Basic materials stocks had a tough year in 2011. As the early euphoria of economic recovery gave way to gloom over European countries and declining economic prospects, markets declined as a whole and basic materials suffered even more from early Spring. In February, I assembled a list of ten basic material dividend stocks. Since that time, they have slightly outperformed the broader market as measured by the SPDR S&P 500 Trust ETF (SPY) and significantly outperformed two broad basic materials ETFs, Materials Select Sector SPDR (XLB) and iShares Dow Jones US Basic Materials (IYM). My proposed portfolio of basic materials dividend stocks was:
Ticker | Company Name | Industry | Current Forward Dividend Yield |
CLMT | Calumet Specialty Products Partners | Oil & Gas Refining & Marketing | 10.1% |
SID | Companhia Siderurgica Nacional | Steel & Iron | 10.0% |
PVR | Penn Virginia Resource Partners | Industrial Metals & Minerals | 7.9% |
TNH | Terra Nitrogen Company, L.P. | Agricultural Chemicals | 8.5% |
OLN | Olin Corporation | Chemicals | 4.0% |
AHGP | Alliance Holdings GP LP | Nonmetallic Mineral Mining | 4.4% |
NL | NL Industries | Synthetics | 3.8% |
DD | EI DuPont de Nemours & Co. | Chemicals | 3.6% |
COP | Conoco Phillips | Major Integrated Oil & Gas | 3.8% |
NUE | Nucor Corporation | Steel & Iron | 3.7% |
The following table shows the performance to date as well as that of key benchmarks.
Ticker | Price at February 11 | Dividends since 2/11 | Price at December 29 | Return |
SPY | 133.11 | 2.58 | 126.12 | -3.3% |
XLB | 39.85 | 0.74 | 33.52 | -14.0% |
IYM | 79.58 | 1.43 | 64.21 | -17.5% |
CLMT | 22.7 | 1.47 | 19.86 | -6.0% |
SID | 16.52 | 0.81 | 8.07 | -46.2% |
PVR | 26.82 | 1.47 | 25.54 | 0.7% |
TNH | 117.11 | 13.91 | 163.70 | 51.7% |
OLN | 18.75 | 0.60 | 19.78 | 8.7% |
AHGP | 54.21 | 1.14 | 52.30 | -1.4% |
NL | 14.26 | 0.50 | 13.18 | -4.1% |
DD | 54.58 | 1.23 | 45.85 | -13.7% |
COP | 71.58 | 2.64 | 72.87 | 5.5% |
NUE | 47.81 | 1.09 | 39.59 | -14.9% |
Average | NA | NA | NA | -2.0% |
Source: Yahoo!Finance for closing prices and dividends.
While on average these stocks declined, their declines were slightly less than the S&P 500 and significantly better than the two basic material ETFs. I had also revisited this list back in April of 2011. The suggestion at that time was to swap OLN with Total SA (TOT). I also expressed concern about SID, but did not suggest a replacement. The replacement of OLN with TOT would have been beneficial since TOT only declined 11.6% from April 21 through December 29 while OLN dropped a more substantial 21.6%. In comparison SPY declined just 4.2%. These returns include the benefit from dividends received.

---+---

Set task => Continue the article on basic materials dividend stocks in 2011 from the point where it stops. The entries are not needed for the work on this page.

Information given =>
---+---

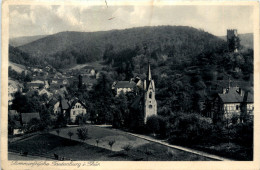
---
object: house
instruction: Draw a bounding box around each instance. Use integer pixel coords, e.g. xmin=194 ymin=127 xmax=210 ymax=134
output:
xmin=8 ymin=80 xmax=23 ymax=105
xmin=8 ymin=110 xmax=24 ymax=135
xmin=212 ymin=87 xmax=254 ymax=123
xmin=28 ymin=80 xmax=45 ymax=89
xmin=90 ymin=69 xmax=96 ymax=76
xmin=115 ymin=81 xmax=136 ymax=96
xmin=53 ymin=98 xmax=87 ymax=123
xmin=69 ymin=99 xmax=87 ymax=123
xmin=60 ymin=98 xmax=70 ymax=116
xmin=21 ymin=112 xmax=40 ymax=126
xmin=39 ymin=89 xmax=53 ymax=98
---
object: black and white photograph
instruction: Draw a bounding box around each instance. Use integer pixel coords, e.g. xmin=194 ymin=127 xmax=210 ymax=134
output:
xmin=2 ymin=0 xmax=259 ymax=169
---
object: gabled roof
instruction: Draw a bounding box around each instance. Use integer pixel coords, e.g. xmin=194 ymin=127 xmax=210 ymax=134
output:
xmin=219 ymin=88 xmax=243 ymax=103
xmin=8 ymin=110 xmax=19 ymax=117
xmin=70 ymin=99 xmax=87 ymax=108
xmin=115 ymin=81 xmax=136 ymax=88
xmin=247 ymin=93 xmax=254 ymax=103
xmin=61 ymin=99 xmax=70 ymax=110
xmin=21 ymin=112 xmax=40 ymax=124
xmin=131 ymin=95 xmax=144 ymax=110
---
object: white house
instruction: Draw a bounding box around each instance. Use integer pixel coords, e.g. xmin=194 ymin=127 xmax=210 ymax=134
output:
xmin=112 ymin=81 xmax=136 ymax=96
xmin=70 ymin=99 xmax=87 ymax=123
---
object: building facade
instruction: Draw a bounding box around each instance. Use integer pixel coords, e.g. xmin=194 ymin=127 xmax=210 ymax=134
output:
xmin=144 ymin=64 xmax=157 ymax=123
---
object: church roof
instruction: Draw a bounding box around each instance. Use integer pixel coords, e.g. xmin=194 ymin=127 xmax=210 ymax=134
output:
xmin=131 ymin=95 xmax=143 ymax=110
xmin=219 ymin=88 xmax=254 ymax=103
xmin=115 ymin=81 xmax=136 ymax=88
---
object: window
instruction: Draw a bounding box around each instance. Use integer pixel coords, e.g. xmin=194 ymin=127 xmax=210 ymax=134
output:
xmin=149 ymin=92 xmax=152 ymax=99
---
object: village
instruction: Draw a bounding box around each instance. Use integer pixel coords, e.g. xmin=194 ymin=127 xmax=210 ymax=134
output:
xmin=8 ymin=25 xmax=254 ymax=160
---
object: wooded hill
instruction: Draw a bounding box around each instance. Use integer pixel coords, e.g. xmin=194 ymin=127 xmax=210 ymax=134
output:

---+---

Exercise answer =>
The other obvious observation is that returns varied highly among the selections. The exclusion of TNH or SID would have substantially altered the average return. The initial list of stocks was selected for dividend potential, but also to cover multiple industries within basic materials.
The final observation is about benchmarking. While it is nice that these stocks outperformed the market as a whole, they substantially outperformed two basic materials ETFs which is probably more important. However, XLB appears to be tilted more towards chemicals, with DD as its largest holding at over 10% and other leading chemical companies in its top ten. XLB is also focused on U.S. companies, so stocks like SID and TOT would not even be considered. Furthermore, at an industry level, my portfolio of ten dividend stocks represented a different profile of industries than either benchmarking ETF.
Looking forward to 2012...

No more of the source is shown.